The Patriot Post® · A Squeaker in the House
Wonders never cease. In an American election of great importance — and with only one viable candidate on the slate — it took 15 tries and four days to choose the winner.
In the end, Kevin McCarthy, the candidate preferred by about 90% of GOP House members and the only Republican who’d realistically expressed interest in the position, was elected speaker of the House. Hakeem Jeffries, the Democrat minority leader, received unanimous support from his own party, but it was never in the cards (absent monumental blunder by the GOP) for a Democrat to lead the Republican majority. After extracting multiple concessions, the 20 conservative GOP holdouts stepped back to let the more moderate McCarthy get the job.
GOP, let’s not pretend it was pretty. It was not. Republicans stumbled badly out of the gate and should have recognized and resolved the concerns of their conservative faction long ago. But it’s over, the political stalemate averted. And far more important than the four-day turmoil are the implications for the new congressional session.
The prevalent media spin — that Democrats are solidly together while the GOP is collapsing in disarray — is nonsense. The political differences between conservative and moderate factions within the GOP are very real, but hardly unique — they mirror the split on the other side between moderate and hard-left Democrats.
The 14-round holdout was a convincing demonstration of the inherent power of a stubborn minority within a razor-thin majority, not unlike Joe Manchin’s and Kyrsten Sinema’s ability to leverage Democrat decision-making in a 50/50 senate. It was also a stark reminder of political necessity for the kind of iron-fisted control exercised by Speaker Nancy Pelosi over her slim majority in the last Congress.

═══

* _SET OF TASKS_:
(1) From the speaker-vote article, extract the passage that opens with the words containing "The prevalent media" and closes with "the last Congress.".
(2) Condense the paragraph of the speaker-vote article beginning "In the end, Kevin McCarthy" into a short bulleted list that keeps its main facts.
None of the lines that come after the speaker-vote article are needed here.

Stored data entries:
═══

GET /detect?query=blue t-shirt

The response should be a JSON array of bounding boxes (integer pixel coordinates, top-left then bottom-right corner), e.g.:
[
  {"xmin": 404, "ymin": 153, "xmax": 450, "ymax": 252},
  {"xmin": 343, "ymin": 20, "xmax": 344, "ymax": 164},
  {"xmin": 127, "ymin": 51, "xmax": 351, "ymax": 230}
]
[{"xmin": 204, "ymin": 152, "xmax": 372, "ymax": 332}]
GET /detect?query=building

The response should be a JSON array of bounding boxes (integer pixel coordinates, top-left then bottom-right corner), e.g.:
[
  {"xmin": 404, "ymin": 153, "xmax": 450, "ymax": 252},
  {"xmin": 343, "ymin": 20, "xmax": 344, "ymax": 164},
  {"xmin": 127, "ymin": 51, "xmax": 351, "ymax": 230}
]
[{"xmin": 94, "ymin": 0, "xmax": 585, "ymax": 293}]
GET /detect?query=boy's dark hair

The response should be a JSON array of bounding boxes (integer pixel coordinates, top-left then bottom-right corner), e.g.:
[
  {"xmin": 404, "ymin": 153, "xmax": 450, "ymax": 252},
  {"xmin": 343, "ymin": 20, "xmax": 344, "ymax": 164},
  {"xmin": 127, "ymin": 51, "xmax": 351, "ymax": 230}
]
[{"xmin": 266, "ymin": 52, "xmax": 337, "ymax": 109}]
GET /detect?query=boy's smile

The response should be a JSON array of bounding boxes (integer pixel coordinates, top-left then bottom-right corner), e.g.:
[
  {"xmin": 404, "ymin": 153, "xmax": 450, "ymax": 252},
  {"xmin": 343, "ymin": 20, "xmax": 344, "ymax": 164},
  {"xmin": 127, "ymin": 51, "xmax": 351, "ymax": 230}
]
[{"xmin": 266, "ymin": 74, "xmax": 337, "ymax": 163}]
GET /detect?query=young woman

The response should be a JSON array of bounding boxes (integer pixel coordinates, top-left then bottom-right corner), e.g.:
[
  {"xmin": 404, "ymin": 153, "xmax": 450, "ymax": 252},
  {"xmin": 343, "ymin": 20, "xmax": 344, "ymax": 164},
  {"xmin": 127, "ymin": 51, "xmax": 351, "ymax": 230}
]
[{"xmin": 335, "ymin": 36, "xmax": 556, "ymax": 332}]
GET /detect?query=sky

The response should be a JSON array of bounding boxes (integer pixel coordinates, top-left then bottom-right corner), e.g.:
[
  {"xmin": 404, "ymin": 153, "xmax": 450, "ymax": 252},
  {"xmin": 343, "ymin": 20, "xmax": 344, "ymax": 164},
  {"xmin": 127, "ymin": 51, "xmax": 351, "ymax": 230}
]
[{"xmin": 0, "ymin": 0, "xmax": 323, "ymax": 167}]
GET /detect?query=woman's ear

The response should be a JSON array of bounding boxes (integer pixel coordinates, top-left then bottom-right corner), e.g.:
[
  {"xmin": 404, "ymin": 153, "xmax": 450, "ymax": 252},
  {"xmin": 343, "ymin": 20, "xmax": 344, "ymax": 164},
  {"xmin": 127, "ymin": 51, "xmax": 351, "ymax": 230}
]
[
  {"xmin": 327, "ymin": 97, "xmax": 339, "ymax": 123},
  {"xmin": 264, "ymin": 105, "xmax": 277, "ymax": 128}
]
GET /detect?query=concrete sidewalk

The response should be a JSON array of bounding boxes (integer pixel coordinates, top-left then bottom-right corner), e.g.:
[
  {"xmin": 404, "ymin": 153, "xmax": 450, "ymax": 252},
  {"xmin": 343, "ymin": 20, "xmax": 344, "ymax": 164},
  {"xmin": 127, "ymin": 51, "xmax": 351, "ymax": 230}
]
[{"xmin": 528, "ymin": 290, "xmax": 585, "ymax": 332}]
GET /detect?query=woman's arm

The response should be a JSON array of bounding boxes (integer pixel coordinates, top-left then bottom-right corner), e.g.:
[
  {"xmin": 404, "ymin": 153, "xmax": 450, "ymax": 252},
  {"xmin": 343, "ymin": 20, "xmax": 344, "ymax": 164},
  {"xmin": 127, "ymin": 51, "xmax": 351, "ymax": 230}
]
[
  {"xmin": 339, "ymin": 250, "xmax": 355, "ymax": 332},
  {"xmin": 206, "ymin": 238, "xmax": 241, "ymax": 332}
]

═══

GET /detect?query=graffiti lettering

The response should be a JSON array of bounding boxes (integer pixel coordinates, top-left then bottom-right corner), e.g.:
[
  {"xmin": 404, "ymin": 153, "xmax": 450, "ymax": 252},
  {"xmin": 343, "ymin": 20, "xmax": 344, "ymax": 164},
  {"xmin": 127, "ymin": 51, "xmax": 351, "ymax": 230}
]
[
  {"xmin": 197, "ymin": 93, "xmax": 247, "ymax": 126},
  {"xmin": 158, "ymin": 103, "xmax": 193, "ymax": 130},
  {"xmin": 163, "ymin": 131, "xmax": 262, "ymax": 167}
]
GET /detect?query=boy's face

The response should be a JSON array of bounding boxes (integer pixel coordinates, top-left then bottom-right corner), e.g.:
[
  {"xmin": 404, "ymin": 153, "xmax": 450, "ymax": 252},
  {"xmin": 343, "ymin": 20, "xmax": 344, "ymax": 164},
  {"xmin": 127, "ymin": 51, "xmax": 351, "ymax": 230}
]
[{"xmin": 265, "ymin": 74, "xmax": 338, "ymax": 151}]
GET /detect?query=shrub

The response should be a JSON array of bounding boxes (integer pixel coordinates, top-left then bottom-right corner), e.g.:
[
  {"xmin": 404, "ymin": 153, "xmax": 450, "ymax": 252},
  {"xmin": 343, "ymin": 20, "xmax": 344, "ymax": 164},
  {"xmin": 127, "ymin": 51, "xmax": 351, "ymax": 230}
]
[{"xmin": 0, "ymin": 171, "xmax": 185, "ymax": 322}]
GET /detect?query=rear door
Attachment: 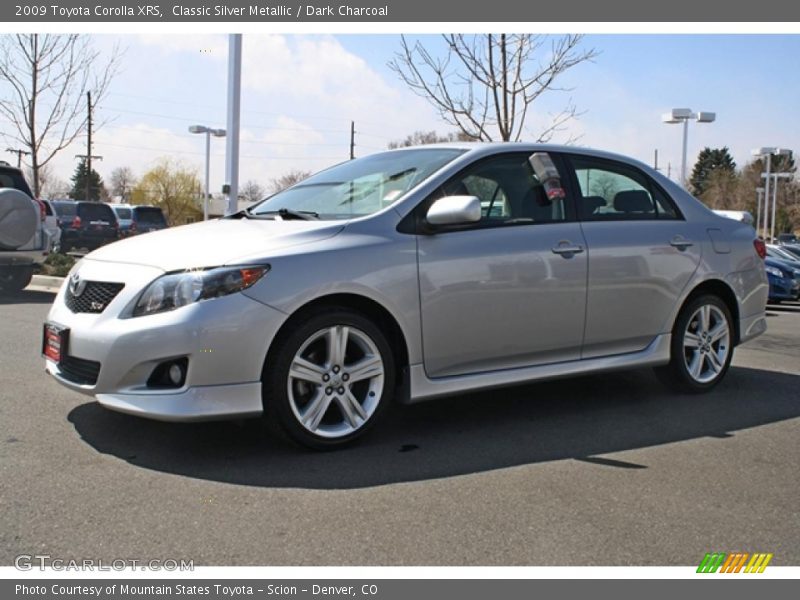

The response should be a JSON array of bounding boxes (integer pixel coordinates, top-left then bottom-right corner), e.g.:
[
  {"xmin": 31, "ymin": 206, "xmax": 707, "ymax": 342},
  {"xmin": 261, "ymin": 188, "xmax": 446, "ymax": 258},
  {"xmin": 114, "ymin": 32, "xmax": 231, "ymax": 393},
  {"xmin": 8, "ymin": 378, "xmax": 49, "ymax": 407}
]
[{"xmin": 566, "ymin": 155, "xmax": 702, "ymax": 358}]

═══

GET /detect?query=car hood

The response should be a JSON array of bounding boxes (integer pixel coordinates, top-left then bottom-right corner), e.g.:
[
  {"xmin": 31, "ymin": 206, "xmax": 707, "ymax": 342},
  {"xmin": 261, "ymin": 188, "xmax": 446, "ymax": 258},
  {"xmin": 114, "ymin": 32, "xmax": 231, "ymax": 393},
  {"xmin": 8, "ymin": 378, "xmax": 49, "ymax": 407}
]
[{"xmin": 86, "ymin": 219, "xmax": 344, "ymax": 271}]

═══

* _SOLUTIONS FOR EACH TASK_:
(1)
The prevalent media spin — that Democrats are solidly together while the GOP is collapsing in disarray — is nonsense. The political differences between conservative and moderate factions within the GOP are very real, but hardly unique — they mirror the split on the other side between moderate and hard-left Democrats.
The 14-round holdout was a convincing demonstration of the inherent power of a stubborn minority within a razor-thin majority, not unlike Joe Manchin’s and Kyrsten Sinema’s ability to leverage Democrat decision-making in a 50/50 senate. It was also a stark reminder of political necessity for the kind of iron-fisted control exercised by Speaker Nancy Pelosi over her slim majority in the last Congress.

(2)
- Kevin McCarthy was elected speaker of the House. He was preferred by about 90% of GOP House members and was the only Republican who'd realistically expressed interest in the position.
- Hakeem Jeffries, the Democrat minority leader, had his party's unanimous support. Barring a monumental GOP blunder, though, a Democrat was never going to lead the Republican majority.
- The 20 conservative GOP holdouts extracted multiple concessions and then stepped back, letting the more moderate McCarthy take the job.